- _RECORDS FOR THE EXERCISE_:
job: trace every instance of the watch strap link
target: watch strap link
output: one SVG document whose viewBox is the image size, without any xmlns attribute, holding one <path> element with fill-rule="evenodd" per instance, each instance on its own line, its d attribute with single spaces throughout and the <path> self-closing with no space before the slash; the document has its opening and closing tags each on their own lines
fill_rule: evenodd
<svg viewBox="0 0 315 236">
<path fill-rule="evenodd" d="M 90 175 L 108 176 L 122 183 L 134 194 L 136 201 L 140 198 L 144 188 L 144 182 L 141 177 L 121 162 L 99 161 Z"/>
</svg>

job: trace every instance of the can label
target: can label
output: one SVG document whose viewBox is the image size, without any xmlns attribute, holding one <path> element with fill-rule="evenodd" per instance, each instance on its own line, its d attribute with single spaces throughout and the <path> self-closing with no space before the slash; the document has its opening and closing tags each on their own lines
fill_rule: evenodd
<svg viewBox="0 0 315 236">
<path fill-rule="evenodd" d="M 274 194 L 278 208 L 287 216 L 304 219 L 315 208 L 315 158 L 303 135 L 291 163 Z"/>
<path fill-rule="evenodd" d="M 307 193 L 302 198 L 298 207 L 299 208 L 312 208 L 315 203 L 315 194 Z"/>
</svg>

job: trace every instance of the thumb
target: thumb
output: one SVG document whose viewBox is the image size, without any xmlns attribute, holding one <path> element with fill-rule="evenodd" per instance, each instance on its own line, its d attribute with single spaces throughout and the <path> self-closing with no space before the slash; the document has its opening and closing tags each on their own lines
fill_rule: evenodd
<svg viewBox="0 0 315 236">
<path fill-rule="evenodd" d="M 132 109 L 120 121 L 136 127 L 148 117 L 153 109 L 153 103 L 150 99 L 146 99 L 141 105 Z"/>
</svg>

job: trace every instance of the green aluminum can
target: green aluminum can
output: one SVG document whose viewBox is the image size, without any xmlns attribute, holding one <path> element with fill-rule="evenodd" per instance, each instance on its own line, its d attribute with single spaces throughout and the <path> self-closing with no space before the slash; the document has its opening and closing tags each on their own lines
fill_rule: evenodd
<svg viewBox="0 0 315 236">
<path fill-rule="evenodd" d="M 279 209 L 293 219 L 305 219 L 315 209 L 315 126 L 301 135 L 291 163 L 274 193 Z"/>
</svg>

* * *

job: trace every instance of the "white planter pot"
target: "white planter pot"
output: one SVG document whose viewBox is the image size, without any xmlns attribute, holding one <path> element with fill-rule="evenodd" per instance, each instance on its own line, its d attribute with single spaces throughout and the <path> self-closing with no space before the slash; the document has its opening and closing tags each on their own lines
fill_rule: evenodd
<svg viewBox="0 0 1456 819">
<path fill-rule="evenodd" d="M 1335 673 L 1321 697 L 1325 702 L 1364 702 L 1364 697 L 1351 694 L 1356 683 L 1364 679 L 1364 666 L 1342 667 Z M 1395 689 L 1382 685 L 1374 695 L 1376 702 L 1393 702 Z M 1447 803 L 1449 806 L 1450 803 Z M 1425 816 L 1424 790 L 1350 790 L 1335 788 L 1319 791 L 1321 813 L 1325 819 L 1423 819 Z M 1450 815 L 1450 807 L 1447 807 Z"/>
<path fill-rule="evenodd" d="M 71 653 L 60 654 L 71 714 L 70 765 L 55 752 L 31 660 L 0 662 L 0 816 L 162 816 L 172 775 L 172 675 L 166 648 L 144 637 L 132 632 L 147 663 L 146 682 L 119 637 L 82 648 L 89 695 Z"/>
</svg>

- _PROBLEM TO SOLVE_:
Begin at the material line that has "job: trace every instance of the can label" and stop after the line that has "target: can label". Reproduce only those lines, changing "can label" to "jar label" and keeping everything else identical.

- _CORRECT OUTPUT_:
job: trace every instance of the jar label
target: jar label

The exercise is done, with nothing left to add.